- [Problem description]: Convert the records, from the first line through the line containing "box: [97, 268, 211, 399]", into a Markdown table with the columns "No." and "Line", numbering each row and skipping blank lines.

- [Task inputs]:

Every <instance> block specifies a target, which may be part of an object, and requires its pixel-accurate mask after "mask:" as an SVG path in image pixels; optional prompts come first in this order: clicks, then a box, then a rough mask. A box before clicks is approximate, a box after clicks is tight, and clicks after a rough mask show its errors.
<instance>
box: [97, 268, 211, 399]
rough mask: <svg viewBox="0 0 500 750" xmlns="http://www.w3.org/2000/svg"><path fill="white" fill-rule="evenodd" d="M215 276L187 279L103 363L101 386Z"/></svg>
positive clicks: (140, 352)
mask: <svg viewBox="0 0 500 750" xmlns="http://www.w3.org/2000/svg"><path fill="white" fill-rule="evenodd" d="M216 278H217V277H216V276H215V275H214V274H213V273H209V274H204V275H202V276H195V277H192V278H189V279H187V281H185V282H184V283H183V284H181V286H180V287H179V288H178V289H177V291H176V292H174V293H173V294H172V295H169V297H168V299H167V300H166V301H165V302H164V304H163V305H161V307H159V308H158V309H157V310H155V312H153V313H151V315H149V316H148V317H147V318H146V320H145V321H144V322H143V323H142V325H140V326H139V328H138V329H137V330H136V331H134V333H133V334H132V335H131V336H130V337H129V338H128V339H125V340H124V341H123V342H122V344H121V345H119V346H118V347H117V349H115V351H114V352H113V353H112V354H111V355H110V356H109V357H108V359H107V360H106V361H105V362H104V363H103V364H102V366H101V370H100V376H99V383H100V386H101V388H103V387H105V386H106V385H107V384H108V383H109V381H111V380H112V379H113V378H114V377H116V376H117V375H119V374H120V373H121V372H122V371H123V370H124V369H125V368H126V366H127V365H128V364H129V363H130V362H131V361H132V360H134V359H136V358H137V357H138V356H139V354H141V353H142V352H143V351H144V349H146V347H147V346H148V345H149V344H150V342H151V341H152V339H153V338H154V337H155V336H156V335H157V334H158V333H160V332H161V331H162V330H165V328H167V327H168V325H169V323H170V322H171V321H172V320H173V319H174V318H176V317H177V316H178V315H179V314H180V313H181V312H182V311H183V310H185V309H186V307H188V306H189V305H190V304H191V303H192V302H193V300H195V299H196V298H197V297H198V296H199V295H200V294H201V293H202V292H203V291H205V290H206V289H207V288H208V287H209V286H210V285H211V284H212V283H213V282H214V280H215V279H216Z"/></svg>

- [Written answer]:
| No. | Line |
|---|---|
| 1 | Every <instance> block specifies a target, which may be part of an object, and requires its pixel-accurate mask after "mask:" as an SVG path in image pixels; optional prompts come first in this order: clicks, then a box, then a rough mask. A box before clicks is approximate, a box after clicks is tight, and clicks after a rough mask show its errors. |
| 2 | <instance> |
| 3 | box: [97, 268, 211, 399] |